# START OF TEXT BLOCK
It's clear that when you start with students who come from poverty, you face all kinds of detriments that affect achievement. In a school like Caroline, you may have third graders with middle school vocabularies and sixth-grade reading ability in the same room with third graders with post-toddler vocabularies and a rudimentary grasp of phonics.
If you give all those third graders the same pretest and posttest, you will find some with enormous growth and some with minimal growth. The third graders with enormous growth may attain that growth no matter who their teacher is, simply because their home life offers vocabulary growth, homework help, outside lessons, books in the home, and so on.
The third graders with minimal growth may show little achievement no matter who their teacher is, simply because they don't eat before school, receive little guidance, lag in attendance, have chores that supersede schoolwork, and so on.
I won't say that a great teacher can't overcome some of the gaps. It's clear that some children achieve despite their rough starts, and that's usually due to teacher intervention. But to expect it every year for every child in every classroom is unrealistic.
Most schools around here have tried desperately to deal with the American promise to educate ALL children—they've implemented AIS programs, mentoring for teachers, even backpack weekend meals for children in poverty. All of those things cost money and take away from regular classroom teaching and learning.
But NYS wants to evaluate teachers, come hell or high water, and the governor wants to do it using a scale of 50% tests and 50% classroom observations. If I were a teacher being evaluated that way, I'd work hard at the start of the year to get all of my poor or low-achieving students classified and moved into 12-1-1 classrooms. I would teach to the test whenever possible, and I would ramp down on lesson plans that involved a lot of interaction and activity, lest my classroom look unmanageable when an administrator dropped in for an unannounced visit (by contract, usually at least half of the visits are announced ahead of time, allowing teachers to prepare themselves and their students, in a playacting version of the usual classroom atmosphere).
Be careful what you wish for, NYS. Yes, there are ineffective teachers, and effective administrators know who they are. Improve 3020a procedures and timelines to make it easier to get rid of them, or implement a tenure system that allows for regular review. The current plan has no chance of succeeding, and it has nothing whatsoever to do with improving teaching and learning.
# END OF TEXT BLOCK
# START OF EXTRACTED ENTRIES
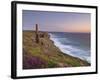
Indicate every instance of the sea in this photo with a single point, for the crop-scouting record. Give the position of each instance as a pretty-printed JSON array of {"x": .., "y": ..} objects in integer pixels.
[{"x": 74, "y": 44}]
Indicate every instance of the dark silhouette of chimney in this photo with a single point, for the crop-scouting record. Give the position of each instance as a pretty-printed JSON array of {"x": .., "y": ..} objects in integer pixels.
[{"x": 37, "y": 34}]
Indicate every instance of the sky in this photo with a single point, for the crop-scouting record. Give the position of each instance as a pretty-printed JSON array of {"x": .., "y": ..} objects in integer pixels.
[{"x": 56, "y": 21}]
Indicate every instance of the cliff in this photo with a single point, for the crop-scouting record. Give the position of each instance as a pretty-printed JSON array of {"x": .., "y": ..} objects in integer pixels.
[{"x": 45, "y": 54}]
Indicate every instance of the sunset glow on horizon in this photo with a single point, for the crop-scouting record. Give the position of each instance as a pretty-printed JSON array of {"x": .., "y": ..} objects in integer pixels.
[{"x": 57, "y": 21}]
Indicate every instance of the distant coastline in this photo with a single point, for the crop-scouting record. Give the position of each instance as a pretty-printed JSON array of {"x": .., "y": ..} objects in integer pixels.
[{"x": 46, "y": 54}]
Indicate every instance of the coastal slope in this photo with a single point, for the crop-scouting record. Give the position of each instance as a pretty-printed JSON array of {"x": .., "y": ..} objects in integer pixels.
[{"x": 45, "y": 54}]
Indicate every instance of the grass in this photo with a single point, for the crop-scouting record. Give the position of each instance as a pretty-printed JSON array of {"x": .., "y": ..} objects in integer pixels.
[{"x": 46, "y": 55}]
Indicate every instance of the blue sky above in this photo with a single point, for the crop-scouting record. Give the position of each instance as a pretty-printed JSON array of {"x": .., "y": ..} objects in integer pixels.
[{"x": 56, "y": 21}]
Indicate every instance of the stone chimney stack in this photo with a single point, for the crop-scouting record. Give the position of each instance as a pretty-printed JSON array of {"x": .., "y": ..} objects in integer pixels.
[{"x": 37, "y": 34}]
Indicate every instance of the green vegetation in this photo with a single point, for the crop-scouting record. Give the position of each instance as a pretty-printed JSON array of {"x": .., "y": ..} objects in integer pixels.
[{"x": 45, "y": 54}]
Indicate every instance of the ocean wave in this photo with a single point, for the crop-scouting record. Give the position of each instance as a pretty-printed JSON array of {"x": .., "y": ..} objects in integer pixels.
[{"x": 70, "y": 49}]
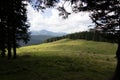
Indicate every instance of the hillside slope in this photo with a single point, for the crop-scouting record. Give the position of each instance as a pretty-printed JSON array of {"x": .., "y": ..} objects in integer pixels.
[{"x": 62, "y": 60}]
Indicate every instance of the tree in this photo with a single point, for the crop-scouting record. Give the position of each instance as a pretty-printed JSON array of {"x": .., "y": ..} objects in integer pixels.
[
  {"x": 15, "y": 28},
  {"x": 104, "y": 13}
]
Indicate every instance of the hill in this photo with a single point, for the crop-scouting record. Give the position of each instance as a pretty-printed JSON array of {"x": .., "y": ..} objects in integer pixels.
[
  {"x": 38, "y": 37},
  {"x": 62, "y": 60},
  {"x": 46, "y": 32}
]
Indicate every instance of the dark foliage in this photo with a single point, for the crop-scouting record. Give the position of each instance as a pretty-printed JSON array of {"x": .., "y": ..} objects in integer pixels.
[{"x": 14, "y": 26}]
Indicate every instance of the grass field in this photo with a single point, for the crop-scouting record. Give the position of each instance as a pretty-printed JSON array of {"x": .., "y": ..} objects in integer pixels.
[{"x": 61, "y": 60}]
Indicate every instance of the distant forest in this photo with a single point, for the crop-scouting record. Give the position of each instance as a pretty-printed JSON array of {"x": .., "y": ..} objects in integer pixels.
[{"x": 87, "y": 35}]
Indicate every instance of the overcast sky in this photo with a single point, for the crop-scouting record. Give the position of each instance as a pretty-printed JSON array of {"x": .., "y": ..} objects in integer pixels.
[{"x": 50, "y": 20}]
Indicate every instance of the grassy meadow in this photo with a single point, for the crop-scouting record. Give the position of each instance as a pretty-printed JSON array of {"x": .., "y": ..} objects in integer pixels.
[{"x": 61, "y": 60}]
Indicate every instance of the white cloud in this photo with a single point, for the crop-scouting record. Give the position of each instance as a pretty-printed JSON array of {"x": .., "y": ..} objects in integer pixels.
[{"x": 51, "y": 21}]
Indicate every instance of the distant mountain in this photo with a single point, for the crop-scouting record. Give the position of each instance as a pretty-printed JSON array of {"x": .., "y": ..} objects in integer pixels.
[
  {"x": 46, "y": 32},
  {"x": 38, "y": 37}
]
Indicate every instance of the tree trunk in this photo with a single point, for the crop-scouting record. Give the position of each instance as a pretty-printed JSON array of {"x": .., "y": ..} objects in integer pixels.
[
  {"x": 3, "y": 52},
  {"x": 14, "y": 44},
  {"x": 9, "y": 44},
  {"x": 117, "y": 71},
  {"x": 9, "y": 50}
]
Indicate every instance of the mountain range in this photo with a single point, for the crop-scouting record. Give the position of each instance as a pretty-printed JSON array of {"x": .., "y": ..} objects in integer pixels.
[
  {"x": 38, "y": 37},
  {"x": 46, "y": 32}
]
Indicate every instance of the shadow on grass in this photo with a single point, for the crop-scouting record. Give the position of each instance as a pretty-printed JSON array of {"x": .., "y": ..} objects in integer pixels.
[{"x": 27, "y": 67}]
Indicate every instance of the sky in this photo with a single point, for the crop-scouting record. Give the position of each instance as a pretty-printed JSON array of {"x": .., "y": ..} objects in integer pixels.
[{"x": 51, "y": 21}]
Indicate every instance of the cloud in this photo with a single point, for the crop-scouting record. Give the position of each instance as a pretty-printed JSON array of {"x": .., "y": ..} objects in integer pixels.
[{"x": 50, "y": 20}]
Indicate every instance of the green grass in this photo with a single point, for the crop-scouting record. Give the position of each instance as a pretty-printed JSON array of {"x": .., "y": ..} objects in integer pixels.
[{"x": 61, "y": 60}]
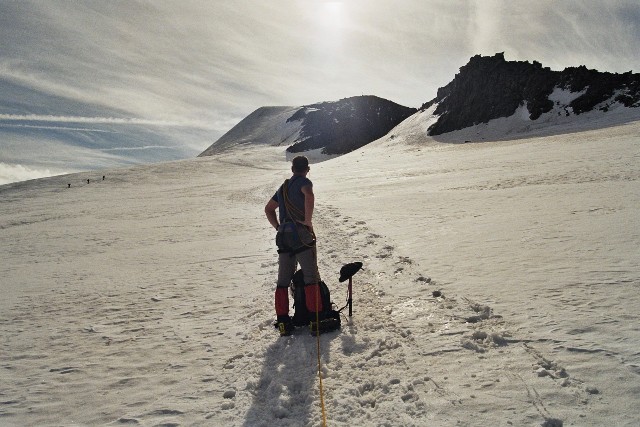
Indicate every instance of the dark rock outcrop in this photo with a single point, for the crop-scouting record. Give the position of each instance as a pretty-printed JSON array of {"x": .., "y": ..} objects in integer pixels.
[
  {"x": 346, "y": 125},
  {"x": 488, "y": 88}
]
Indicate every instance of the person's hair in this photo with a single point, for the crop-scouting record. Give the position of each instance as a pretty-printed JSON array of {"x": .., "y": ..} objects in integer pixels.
[{"x": 299, "y": 164}]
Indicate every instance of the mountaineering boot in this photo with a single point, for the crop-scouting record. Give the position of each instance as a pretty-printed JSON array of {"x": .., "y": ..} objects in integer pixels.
[{"x": 284, "y": 325}]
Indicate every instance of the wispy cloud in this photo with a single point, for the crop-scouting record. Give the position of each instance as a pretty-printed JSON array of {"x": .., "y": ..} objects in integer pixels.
[
  {"x": 100, "y": 120},
  {"x": 190, "y": 70}
]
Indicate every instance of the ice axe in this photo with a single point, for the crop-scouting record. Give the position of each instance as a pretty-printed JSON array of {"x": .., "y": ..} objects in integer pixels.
[{"x": 346, "y": 272}]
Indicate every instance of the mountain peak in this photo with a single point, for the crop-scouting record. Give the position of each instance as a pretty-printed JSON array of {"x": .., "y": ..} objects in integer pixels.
[{"x": 490, "y": 87}]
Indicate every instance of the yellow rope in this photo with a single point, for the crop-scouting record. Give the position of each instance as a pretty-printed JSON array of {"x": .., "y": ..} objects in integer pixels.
[{"x": 324, "y": 413}]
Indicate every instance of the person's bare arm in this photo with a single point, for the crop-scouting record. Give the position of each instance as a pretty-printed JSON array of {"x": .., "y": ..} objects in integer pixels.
[
  {"x": 309, "y": 200},
  {"x": 270, "y": 211}
]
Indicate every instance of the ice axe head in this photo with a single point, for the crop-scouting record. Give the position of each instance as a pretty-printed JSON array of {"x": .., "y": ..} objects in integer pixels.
[{"x": 348, "y": 270}]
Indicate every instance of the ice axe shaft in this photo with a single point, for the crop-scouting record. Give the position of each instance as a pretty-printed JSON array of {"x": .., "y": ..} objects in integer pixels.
[
  {"x": 350, "y": 297},
  {"x": 346, "y": 272}
]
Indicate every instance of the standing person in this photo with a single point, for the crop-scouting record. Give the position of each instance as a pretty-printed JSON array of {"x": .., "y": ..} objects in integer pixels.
[{"x": 294, "y": 201}]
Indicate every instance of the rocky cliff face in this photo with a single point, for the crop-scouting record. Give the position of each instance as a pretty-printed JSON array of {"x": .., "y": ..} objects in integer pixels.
[
  {"x": 490, "y": 87},
  {"x": 346, "y": 125}
]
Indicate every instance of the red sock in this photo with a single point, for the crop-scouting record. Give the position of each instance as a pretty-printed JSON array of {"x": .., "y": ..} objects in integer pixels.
[
  {"x": 312, "y": 298},
  {"x": 282, "y": 301}
]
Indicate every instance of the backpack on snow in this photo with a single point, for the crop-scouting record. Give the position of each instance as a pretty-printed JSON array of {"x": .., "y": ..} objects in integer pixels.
[{"x": 302, "y": 316}]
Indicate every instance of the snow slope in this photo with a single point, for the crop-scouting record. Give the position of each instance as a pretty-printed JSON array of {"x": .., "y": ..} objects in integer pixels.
[{"x": 146, "y": 298}]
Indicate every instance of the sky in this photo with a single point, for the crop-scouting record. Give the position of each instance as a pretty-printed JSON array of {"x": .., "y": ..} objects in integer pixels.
[{"x": 95, "y": 84}]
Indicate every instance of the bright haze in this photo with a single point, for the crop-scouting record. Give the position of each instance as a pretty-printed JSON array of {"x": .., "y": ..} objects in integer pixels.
[{"x": 93, "y": 84}]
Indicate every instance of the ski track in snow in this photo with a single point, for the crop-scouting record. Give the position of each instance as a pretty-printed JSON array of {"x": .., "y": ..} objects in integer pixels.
[
  {"x": 184, "y": 343},
  {"x": 382, "y": 368}
]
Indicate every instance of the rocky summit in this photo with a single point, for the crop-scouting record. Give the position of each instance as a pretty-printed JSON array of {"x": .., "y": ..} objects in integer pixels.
[{"x": 489, "y": 87}]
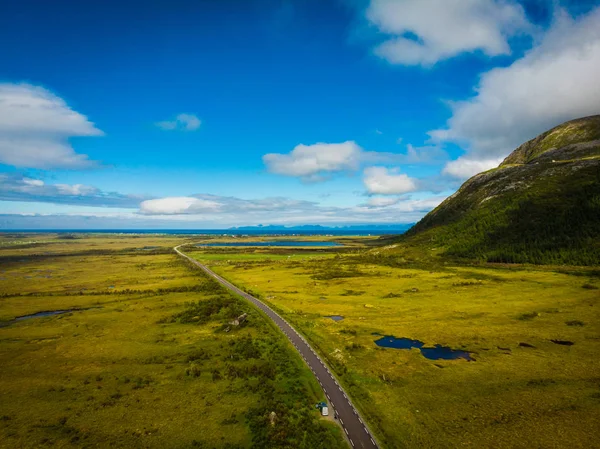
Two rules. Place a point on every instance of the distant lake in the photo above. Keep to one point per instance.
(257, 232)
(283, 243)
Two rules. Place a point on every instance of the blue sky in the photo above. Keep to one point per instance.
(223, 113)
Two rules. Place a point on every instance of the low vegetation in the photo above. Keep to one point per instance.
(153, 361)
(533, 333)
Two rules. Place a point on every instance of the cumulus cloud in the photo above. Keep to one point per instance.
(554, 82)
(35, 126)
(310, 161)
(232, 211)
(14, 187)
(463, 168)
(424, 32)
(178, 205)
(430, 154)
(213, 204)
(382, 201)
(183, 122)
(383, 181)
(319, 161)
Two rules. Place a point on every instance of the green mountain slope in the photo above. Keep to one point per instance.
(541, 205)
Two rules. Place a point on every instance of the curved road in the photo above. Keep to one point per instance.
(356, 430)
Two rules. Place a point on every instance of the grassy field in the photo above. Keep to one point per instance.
(147, 359)
(521, 391)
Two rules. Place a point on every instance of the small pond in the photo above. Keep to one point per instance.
(286, 243)
(42, 314)
(438, 352)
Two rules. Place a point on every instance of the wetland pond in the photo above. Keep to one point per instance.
(276, 243)
(438, 352)
(43, 314)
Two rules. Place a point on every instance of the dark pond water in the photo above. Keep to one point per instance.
(42, 314)
(438, 352)
(283, 243)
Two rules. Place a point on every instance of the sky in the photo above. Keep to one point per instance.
(199, 114)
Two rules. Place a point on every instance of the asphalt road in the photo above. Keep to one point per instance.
(356, 431)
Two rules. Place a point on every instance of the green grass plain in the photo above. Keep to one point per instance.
(522, 390)
(148, 364)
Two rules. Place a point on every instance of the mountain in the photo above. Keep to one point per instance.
(541, 205)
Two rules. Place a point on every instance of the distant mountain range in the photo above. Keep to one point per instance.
(403, 227)
(541, 205)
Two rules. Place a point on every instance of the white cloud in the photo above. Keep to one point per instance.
(183, 122)
(423, 155)
(35, 126)
(554, 82)
(427, 31)
(463, 168)
(309, 161)
(14, 187)
(382, 181)
(382, 201)
(178, 205)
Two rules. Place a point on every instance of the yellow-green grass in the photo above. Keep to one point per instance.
(510, 396)
(115, 375)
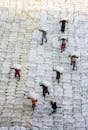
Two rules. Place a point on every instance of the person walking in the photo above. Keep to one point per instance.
(34, 102)
(44, 38)
(63, 44)
(63, 23)
(17, 73)
(45, 90)
(58, 76)
(54, 107)
(73, 61)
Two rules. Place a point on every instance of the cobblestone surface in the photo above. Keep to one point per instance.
(19, 23)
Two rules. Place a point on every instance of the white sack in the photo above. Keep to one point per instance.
(59, 69)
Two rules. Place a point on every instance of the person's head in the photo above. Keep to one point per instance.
(51, 102)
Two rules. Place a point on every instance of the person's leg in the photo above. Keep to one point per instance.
(62, 28)
(74, 65)
(54, 111)
(33, 106)
(58, 76)
(44, 93)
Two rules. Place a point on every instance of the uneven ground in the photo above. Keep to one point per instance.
(20, 43)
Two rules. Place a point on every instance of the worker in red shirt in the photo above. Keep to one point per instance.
(17, 73)
(34, 102)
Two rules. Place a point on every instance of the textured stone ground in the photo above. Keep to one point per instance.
(20, 42)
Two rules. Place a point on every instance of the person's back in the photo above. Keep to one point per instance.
(34, 101)
(17, 73)
(54, 106)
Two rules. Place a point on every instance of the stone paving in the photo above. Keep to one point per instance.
(18, 29)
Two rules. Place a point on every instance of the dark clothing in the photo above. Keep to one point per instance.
(63, 46)
(74, 64)
(58, 76)
(45, 90)
(63, 25)
(54, 106)
(73, 61)
(43, 36)
(33, 103)
(17, 73)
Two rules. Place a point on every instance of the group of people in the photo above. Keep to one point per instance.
(44, 87)
(52, 103)
(62, 46)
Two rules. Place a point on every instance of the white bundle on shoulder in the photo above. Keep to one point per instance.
(16, 66)
(59, 69)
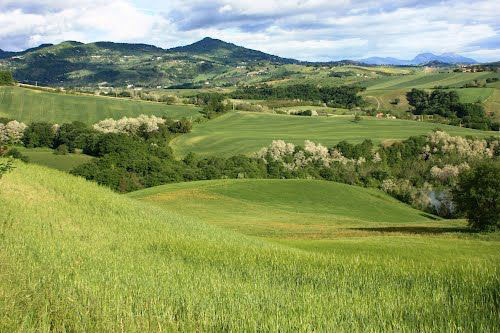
# END OF EXTRACTED ENTRIES
OBJECTIVE A
Repeat the part of the teacher evaluation text starting at "If you give" and ending at "schoolwork, and so on.".
OBJECTIVE B
Answer these questions using the teacher evaluation text:
(i) What scale does the governor want to use to evaluate teachers?
(ii) What kind of meals have some schools set up for children in poverty?
(iii) Which procedures does the writer say should be improved to make it easier to get rid of ineffective teachers?
The data is separate material and has nothing to do with the teacher evaluation text.

RESPONSE A
If you give all those third graders the same pretest and posttest, you will find some with enormous growth and some with minimal growth. The third graders with enormous growth may attain that growth no matter who their teacher is, simply because their home life offers vocabulary growth, homework help, outside lessons, books in the home, and so on.
The third graders with minimal growth may show little achievement no matter who their teacher is, simply because they don't eat before school, receive little guidance, lag in attendance, have chores that supersede schoolwork, and so on.

RESPONSE B
(i) 50% tests and 50% classroom observations
(ii) Backpack weekend meals
(iii) The 3020a procedures and timelines